• **Text to read**:
»»

From: Jesper Dangaard Brouer via iovisor-dev <iovisor-dev-9jONkmmOlFHEE9lA1F8Ukti2O/JbrIOy@public.gmane.org>
To: Jakub Kicinski <jakub.kicinski-wFxRvT7yatFl57MIdRCFDg@public.gmane.org>
Cc: "netdev-u79uwXL29TY76Z2rM5mHXA@public.gmane.org"
<netdev-u79uwXL29TY76Z2rM5mHXA@public.gmane.org>,
"iovisor-dev-9jONkmmOlFHEE9lA1F8Ukti2O/JbrIOy@public.gmane.org"
<iovisor-dev-9jONkmmOlFHEE9lA1F8Ukti2O/JbrIOy@public.gmane.org>,
John Fastabend
<john.fastabend-Re5JQEeQqe8AvxtiuMwx3w@public.gmane.org>,
"Fastabend,
John R"
<john.r.fastabend-ral2JQCrhuEAvxtiuMwx3w@public.gmane.org>,
Edward Cree <ecree-s/n/eUQHGBpZroRs9YW3xA@public.gmane.org>,
Simon Horman
<simon.horman-wFxRvT7yatFl57MIdRCFDg@public.gmane.org>,
Rana Shahout <ranas-VPRAkNaXOzVWk0Htik3J/w@public.gmane.org>,
Or Gerlitz <ogerlitz-VPRAkNaXOzVWk0Htik3J/w@public.gmane.org>,
Ari Saha <as754m-60p5jsuXm+c@public.gmane.org>
Subject: Re: XDP seeking input from NIC hardware vendors
Date: Sat, 9 Jul 2016 13:27:26 +0200 [thread overview]
Message-ID: <20160709132726.3cbccf11@redhat.com> (raw)
In-Reply-To: <20160708185107.10c0dbe4@jkicinski-Precision-T1700>
On Fri, 8 Jul 2016 18:51:07 +0100
Jakub Kicinski <jakub.kicinski-wFxRvT7yatFl57MIdRCFDg@public.gmane.org> wrote:
> On Fri, 8 Jul 2016 09:45:25 -0700, John Fastabend wrote:
> > The only distinction between VFs and queue groupings on my side is VFs
> > provide RSS where as queue groupings have to be selected explicitly.
> > In a programmable NIC world the distinction might be lost if a "RSS"
> > program can be loaded into the NIC to select queues but for existing
> > hardware the distinction is there.
>
> To do BPF RSS we need a way to select the queue which I think is all
> Jesper wanted. So we will have to tackle the queue selection at some
> point. The main obstacle with it for me is to define what queue
> selection means when program is not offloaded to HW... Implementing
> queue selection on HW side is trivial.
Yes, I do see the problem of fallback, when the programs "filter" demux
cannot be offloaded to hardware.
First I though it was a good idea to keep the "demux-filter" part of
the eBPF program, as software fallback can still apply this filter in
SW, and just mark the packets as not-zero-copy-safe. But when HW
offloading is not possible, then packets can be delivered every RX
queue, and SW would need to handle that, which hard to keep transparent.

««

• **Provided data**:
»»

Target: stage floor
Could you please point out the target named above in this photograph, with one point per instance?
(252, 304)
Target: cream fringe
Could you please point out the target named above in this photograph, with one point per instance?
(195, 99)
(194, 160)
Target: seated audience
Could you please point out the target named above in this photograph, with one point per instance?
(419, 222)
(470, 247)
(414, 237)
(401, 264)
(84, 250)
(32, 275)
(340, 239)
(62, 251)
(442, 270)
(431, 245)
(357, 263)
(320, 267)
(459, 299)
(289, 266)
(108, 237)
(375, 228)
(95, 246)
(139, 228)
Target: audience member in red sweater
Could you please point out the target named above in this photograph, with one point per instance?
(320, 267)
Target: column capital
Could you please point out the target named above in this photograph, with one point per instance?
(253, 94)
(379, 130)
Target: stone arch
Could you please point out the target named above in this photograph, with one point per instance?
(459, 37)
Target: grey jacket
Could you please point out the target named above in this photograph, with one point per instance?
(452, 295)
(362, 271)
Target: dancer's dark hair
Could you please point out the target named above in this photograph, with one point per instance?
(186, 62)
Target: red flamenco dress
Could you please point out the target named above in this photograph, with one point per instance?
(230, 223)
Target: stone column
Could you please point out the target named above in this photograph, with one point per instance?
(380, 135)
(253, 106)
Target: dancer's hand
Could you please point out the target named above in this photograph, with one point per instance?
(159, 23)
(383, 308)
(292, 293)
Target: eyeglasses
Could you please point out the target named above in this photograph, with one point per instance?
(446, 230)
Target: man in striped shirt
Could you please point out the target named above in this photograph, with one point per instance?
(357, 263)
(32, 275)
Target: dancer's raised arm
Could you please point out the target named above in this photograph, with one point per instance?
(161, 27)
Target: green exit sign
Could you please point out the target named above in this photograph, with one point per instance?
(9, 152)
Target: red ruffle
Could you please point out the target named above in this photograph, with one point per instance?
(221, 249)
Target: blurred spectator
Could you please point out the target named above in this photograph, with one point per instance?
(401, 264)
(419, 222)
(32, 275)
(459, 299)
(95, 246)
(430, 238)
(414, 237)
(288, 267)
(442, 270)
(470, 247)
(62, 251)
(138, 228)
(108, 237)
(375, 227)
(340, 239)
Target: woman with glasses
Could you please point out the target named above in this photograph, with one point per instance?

««

• **To do**: Reproduce, word for word, the stretch of the XDP mailing-list reply from "First I though" through "to keep transparent.".

• **Exercise answer**:
First I though it was a good idea to keep the "demux-filter" part of
the eBPF program, as software fallback can still apply this filter in
SW, and just mark the packets as not-zero-copy-safe. But when HW
offloading is not possible, then packets can be delivered every RX
queue, and SW would need to handle that, which hard to keep transparent.